● **TASK OBJECTIVE**
Please repeat the data below exactly, with the pictures removed.

= Beginning of Section =

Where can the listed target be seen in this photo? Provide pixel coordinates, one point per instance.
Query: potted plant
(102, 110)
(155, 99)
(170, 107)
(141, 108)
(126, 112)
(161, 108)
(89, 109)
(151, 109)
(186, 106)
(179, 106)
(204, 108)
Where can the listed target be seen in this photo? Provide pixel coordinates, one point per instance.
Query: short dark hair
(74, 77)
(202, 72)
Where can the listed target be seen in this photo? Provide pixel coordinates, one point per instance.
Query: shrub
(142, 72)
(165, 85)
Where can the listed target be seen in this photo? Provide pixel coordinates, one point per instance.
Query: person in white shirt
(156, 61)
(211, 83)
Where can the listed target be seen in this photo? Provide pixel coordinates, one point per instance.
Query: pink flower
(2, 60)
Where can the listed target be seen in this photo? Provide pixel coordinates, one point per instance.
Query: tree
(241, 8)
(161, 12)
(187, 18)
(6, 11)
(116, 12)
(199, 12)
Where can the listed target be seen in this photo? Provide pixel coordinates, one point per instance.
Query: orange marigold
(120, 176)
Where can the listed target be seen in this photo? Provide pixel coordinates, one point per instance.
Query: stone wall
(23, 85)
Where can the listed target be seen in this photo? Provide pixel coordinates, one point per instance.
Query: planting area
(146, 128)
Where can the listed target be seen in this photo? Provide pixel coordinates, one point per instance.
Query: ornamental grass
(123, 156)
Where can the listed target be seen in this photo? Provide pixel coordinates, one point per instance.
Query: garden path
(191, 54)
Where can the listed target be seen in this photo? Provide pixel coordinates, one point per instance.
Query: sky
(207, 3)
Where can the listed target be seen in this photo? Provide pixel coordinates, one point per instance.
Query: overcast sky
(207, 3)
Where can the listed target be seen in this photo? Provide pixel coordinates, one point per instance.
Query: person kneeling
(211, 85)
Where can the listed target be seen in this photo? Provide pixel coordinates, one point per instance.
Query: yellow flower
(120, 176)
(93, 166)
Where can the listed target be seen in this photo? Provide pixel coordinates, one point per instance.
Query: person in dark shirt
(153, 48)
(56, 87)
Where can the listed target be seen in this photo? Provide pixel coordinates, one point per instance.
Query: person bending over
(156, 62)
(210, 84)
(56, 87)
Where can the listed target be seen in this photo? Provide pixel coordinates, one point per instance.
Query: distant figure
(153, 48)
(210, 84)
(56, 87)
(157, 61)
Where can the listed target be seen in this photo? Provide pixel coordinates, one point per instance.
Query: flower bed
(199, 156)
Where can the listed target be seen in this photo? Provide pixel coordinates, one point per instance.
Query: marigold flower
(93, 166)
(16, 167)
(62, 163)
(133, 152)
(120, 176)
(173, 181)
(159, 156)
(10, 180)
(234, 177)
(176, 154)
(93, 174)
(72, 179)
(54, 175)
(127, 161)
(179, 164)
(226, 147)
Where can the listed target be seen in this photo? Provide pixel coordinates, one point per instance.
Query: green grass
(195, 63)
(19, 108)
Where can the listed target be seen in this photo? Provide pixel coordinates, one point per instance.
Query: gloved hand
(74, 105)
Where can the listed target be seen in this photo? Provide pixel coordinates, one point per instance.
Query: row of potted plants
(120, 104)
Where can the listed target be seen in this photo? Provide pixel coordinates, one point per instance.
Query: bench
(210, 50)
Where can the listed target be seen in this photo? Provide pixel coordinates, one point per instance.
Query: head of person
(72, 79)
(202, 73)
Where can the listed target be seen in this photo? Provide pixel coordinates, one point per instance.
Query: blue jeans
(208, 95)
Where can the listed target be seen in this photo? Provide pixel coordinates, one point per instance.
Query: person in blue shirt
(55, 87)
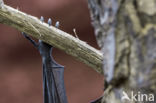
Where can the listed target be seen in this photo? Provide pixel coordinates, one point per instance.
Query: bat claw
(42, 19)
(49, 21)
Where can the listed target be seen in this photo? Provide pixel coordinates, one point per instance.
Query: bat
(53, 73)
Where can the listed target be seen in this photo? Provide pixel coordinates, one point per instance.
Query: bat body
(53, 73)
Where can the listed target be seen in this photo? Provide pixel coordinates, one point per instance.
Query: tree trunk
(126, 32)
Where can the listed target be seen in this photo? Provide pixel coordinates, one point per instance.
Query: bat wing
(58, 71)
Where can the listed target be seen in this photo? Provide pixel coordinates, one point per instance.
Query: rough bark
(51, 35)
(134, 67)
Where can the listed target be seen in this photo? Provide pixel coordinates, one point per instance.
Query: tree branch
(51, 35)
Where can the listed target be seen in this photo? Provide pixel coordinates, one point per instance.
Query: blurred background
(20, 62)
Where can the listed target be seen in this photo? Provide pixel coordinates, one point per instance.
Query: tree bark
(127, 29)
(51, 35)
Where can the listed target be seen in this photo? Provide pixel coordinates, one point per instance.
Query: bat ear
(57, 24)
(49, 21)
(42, 19)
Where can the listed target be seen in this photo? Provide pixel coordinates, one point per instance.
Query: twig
(51, 35)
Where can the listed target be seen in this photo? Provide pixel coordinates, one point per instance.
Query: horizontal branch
(51, 35)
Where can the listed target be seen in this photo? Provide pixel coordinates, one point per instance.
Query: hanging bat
(53, 73)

= End of Section =

● **RESULT OF THIS TASK**
Where can the listed target be seen in this photo? Provide pixel coordinates, one point per instance.
Query: potted plant
(102, 110)
(155, 99)
(170, 107)
(141, 108)
(126, 112)
(161, 108)
(89, 109)
(151, 109)
(186, 106)
(179, 106)
(204, 108)
Where can the listed target be seen in this photo? Provide pixel coordinates, one point per instance.
Query: short dark hair
(74, 77)
(202, 72)
Where can the listed target be seen in this photo? Provide pixel coordinates, one point per instance.
Query: shrub
(142, 72)
(165, 85)
Where can the listed target be seen in this photo? Provide pixel coordinates, one point per instance.
Query: person in white shirt
(156, 61)
(211, 83)
Where can the listed target be seen in this photo? Provide pixel coordinates, one point per instance.
Query: pink flower
(2, 60)
Where can the listed target be seen in this photo? Provide pixel coordinates, one point per instance.
Query: tree
(241, 8)
(161, 12)
(187, 18)
(6, 11)
(116, 12)
(199, 12)
Where can the listed target be seen in this photo? Provide pixel coordinates, one point per instance.
Query: orange marigold
(120, 176)
Where can the listed target be seen in this photo? Provide pixel coordinates, one point per instance.
Query: stone wall
(23, 85)
Where can the listed target be seen in this photo? Provide pixel coordinates, one point per instance.
Query: planting area
(146, 128)
Where can the listed target be seen in this photo? Provide pixel coordinates, one point per instance.
Query: ornamental grass
(123, 156)
Where can the listed target be seen in this photo? Provide pixel coordinates, one point per instance.
Query: garden path
(191, 54)
Where can the listed target be seen in this photo? Provide pixel coordinates, one point per instance.
Query: sky
(207, 3)
Where can the listed target be seen in this photo? Provide pixel coordinates, one point per instance.
Query: overcast sky
(207, 3)
Where can the listed target be seen in this photo? Provide pixel coordinates, one point per instance.
Query: person kneeling
(211, 85)
Where can the listed target be seen in this photo? Provide pixel coordinates, one point per instance.
Query: yellow flower
(120, 176)
(93, 166)
Where can the listed target be seen in this photo? Provide pixel coordinates, one point per instance.
Query: person in dark shirt
(153, 48)
(56, 87)
Where can the listed target be seen in this photo? Provide pixel coordinates, one point per instance.
Query: person bending over
(156, 62)
(210, 84)
(56, 87)
Where can the listed target be seen in this photo? Provide pixel coordinates, one point per instance.
Query: distant figure
(153, 48)
(210, 84)
(56, 87)
(157, 61)
Where can the listed target be seen in this photo? Provide pixel coordinates, one point per instance.
Query: flower bed
(199, 156)
Where can the listed target be seen in this photo? Provide pixel coordinates, one point per instance.
Query: marigold flower
(93, 166)
(16, 167)
(62, 163)
(133, 152)
(120, 176)
(173, 181)
(159, 156)
(10, 180)
(234, 177)
(176, 154)
(93, 174)
(72, 179)
(54, 175)
(127, 161)
(179, 164)
(226, 147)
Where can the listed target be seen in this photo? Provide pixel coordinates, one point per instance.
Query: green grass
(195, 63)
(19, 108)
Where can the listed target be seen in this photo? Provide pixel coordinates, one point per instance.
Query: gloved hand
(74, 105)
Where can the listed target be seen in this photo? Provide pixel coordinates, one point per instance.
Query: row of potted plants
(120, 104)
Where can the listed target be seen in this photo? Provide pixel coordinates, one point per instance.
Query: bench
(210, 50)
Where can the listed target be seen in this photo? Provide pixel coordinates, one point per instance.
Query: head of person
(72, 79)
(202, 73)
Where can the listed target be seen in this photo? Provide pixel coordinates, one point per instance.
Query: blue jeans
(208, 95)
Where can the listed target be seen in this photo? Provide pixel coordinates, one point per instance.
Query: person in blue shirt
(55, 87)
Where can the listed target be seen in this photo? Provide pixel coordinates, one point per instance.
Query: bat claw
(42, 19)
(49, 21)
Where can the listed target be seen in this photo? Provide pixel coordinates, one point per instance.
Query: bat
(53, 73)
Where can the listed target be seen in this photo? Provide pixel coordinates, one point per instance.
Query: bat body
(53, 73)
Where can the listed target be seen in this photo? Provide pixel coordinates, one point per instance.
Query: tree trunk
(126, 32)
Where can the listed target be seen in this photo? Provide pixel coordinates, one point per instance.
Query: bat wing
(58, 71)
Where can the listed target be seen in this photo? Provide pixel coordinates, one point per instance.
Query: rough bark
(51, 35)
(134, 67)
Where can the listed target be seen in this photo? Provide pixel coordinates, one point per instance.
Query: tree branch
(51, 35)
Where can the listed target be seen in this photo? Provide pixel coordinates, one point per instance.
Query: blurred background
(20, 62)
Where can the listed target be seen in this photo? Provide pixel coordinates, one point per instance.
Query: tree bark
(127, 29)
(51, 35)
Where can the listed target be seen in this photo? Provide pixel coordinates, one point per instance.
Query: bat ear
(57, 24)
(49, 21)
(42, 19)
Where can the listed target be seen in this photo? Provide pixel coordinates, one point per instance.
Query: twig
(51, 35)
Where can the listed target be seen in this photo? Provide pixel coordinates, one point per instance.
Query: horizontal branch
(51, 35)
Where can the listed target be seen in this photo? Provide pixel coordinates, one point per instance.
Query: hanging bat
(53, 73)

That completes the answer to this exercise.